— What to do —
Please return the whole passage below on religious professionals and fraud, word for word.

— Text passage —

In the secular world, if we put grifters out of business, does anybody cry crocodile tears over their loss of livelihoods? No, we consider that a good thing — justice.

In the same vein, I have no concern for the loss of livelihood that would be inflicted on modern-day religious professionals. They are not only abusing their victims and engaging in fraud, they are profiting from it. They are selling an invisible product, for which the evidence could only be confirmed should their claims about afterlives turn out to be true. If it turns out they’re lying about an afterlife, which is almost certain, none of their victims will ever know. They’ll be dead. Their consciousnesses die with them. It’s quite a genius scam. And, it’s 100 percent legal over most of the planet.  

And, to make matters worse, most of these grifters are held to be respected members of their communities. Who tells you to respect religious professionals? Their victims.

It’s a popular conception that before intrepid sailors departed Europe to seek new riches and trade routes, the majority of Europeans likely believed the Earth was flat. The primary guidebook to Christian religious misinformation, a collection of Bronze Age fantasy fiction called “the bible,” describes a flat Earth with “four corners.” Galileo was put under house arrest for claiming, contrary to the bible, that the Earth wasn’t the center of what’s come to be known as our solar system. The bible proposes a demon theory of diseases and the existence of witches. We know better now.

Billions of people can have incorrect beliefs. Popularity has never been and never will be a determiner of what is true. It doesn’t matter how many billions of people have been defrauded by religious claims. They have still been defrauded.

No amount of past abuse, even a strong tradition of abuse, can justify continued abuse. No matter what you call it, imposing religion on children is abusive. Tricking gullible adults into believing fantasies is abusive. Billions of us need to acknowledge that we are or were victims of abuse, and end this cycle, end our participation in this vast conspiracy. We need to destroy institutions of lies and fraud called “churches.”

I’m sure that at least some religious professionals have good intentions and are in the business to help people. But they should be able to utilize their humanitarian talents in secular humanitarian organizations, such as Doctors Without Borders. There should be no place in an ethical society for preachers with mansions, yachts, private jets, deluxe wardrobes, trophy wives (or boytoys), fame, and other rewards from their swindling.

— Information supplied —

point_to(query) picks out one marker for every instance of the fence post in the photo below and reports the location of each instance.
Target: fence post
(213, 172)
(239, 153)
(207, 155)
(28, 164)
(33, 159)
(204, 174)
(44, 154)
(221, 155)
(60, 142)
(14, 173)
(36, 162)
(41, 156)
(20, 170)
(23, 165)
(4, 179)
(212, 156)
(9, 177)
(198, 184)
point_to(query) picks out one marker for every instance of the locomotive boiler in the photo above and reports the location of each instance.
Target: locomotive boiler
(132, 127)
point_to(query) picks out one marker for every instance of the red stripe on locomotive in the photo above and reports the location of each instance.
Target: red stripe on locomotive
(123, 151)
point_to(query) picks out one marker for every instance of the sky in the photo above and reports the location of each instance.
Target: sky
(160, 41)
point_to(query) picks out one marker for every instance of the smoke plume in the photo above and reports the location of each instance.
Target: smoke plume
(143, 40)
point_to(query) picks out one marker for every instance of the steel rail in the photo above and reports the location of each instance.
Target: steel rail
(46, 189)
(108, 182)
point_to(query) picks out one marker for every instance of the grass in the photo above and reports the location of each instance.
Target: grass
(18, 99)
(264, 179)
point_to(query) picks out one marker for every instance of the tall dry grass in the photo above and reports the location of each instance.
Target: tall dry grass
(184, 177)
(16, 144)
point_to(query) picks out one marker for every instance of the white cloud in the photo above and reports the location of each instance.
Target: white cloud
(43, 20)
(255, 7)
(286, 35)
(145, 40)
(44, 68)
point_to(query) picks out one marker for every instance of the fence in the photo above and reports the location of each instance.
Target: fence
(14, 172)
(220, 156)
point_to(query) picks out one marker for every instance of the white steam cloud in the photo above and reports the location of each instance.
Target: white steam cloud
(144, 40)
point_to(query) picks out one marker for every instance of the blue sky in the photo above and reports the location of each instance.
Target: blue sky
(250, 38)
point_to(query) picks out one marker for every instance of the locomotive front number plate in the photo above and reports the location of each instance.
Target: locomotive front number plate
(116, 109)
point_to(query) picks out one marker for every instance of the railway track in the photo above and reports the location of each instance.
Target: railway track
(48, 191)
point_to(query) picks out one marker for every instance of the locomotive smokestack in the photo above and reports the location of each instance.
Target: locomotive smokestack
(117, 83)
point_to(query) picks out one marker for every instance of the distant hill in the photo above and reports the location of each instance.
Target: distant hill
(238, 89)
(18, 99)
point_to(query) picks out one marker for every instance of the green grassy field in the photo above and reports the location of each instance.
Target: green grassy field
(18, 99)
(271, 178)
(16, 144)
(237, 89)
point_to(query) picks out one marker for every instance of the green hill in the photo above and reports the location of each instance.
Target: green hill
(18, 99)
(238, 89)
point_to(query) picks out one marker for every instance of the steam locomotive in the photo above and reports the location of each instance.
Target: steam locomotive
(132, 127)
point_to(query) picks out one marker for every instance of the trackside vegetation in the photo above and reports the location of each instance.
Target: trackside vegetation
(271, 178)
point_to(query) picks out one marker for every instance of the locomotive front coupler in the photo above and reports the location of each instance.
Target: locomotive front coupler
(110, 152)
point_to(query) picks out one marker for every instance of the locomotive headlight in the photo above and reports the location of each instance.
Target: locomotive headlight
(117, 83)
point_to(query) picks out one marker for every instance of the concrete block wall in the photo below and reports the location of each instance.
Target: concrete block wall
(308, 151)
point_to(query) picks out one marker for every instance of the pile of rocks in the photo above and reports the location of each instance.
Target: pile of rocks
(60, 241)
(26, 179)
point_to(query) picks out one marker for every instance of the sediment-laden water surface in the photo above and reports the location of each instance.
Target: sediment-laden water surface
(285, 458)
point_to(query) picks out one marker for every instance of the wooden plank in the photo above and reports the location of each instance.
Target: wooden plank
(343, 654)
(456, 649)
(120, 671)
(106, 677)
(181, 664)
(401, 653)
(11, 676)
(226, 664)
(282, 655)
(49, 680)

— Answer section —
In the secular world, if we put grifters out of business, does anybody cry crocodile tears over their loss of livelihoods? No, we consider that a good thing — justice.

In the same vein, I have no concern for the loss of livelihood that would be inflicted on modern-day religious professionals. They are not only abusing their victims and engaging in fraud, they are profiting from it. They are selling an invisible product, for which the evidence could only be confirmed should their claims about afterlives turn out to be true. If it turns out they’re lying about an afterlife, which is almost certain, none of their victims will ever know. They’ll be dead. Their consciousnesses die with them. It’s quite a genius scam. And, it’s 100 percent legal over most of the planet.  

And, to make matters worse, most of these grifters are held to be respected members of their communities. Who tells you to respect religious professionals? Their victims.

It’s a popular conception that before intrepid sailors departed Europe to seek new riches and trade routes, the majority of Europeans likely believed the Earth was flat. The primary guidebook to Christian religious misinformation, a collection of Bronze Age fantasy fiction called “the bible,” describes a flat Earth with “four corners.” Galileo was put under house arrest for claiming, contrary to the bible, that the Earth wasn’t the center of what’s come to be known as our solar system. The bible proposes a demon theory of diseases and the existence of witches. We know better now.

Billions of people can have incorrect beliefs. Popularity has never been and never will be a determiner of what is true. It doesn’t matter how many billions of people have been defrauded by religious claims. They have still been defrauded.

No amount of past abuse, even a strong tradition of abuse, can justify continued abuse. No matter what you call it, imposing religion on children is abusive. Tricking gullible adults into believing fantasies is abusive. Billions of us need to acknowledge that we are or were victims of abuse, and end this cycle, end our participation in this vast conspiracy. We need to destroy institutions of lies and fraud called “churches.”

I’m sure that at least some religious professionals have good intentions and are in the business to help people. But they should be able to utilize their humanitarian talents in secular humanitarian organizations, such as Doctors Without Borders. There should be no place in an ethical society for preachers with mansions, yachts, private jets, deluxe wardrobes, trophy wives (or boytoys), fame, and other rewards from their swindling.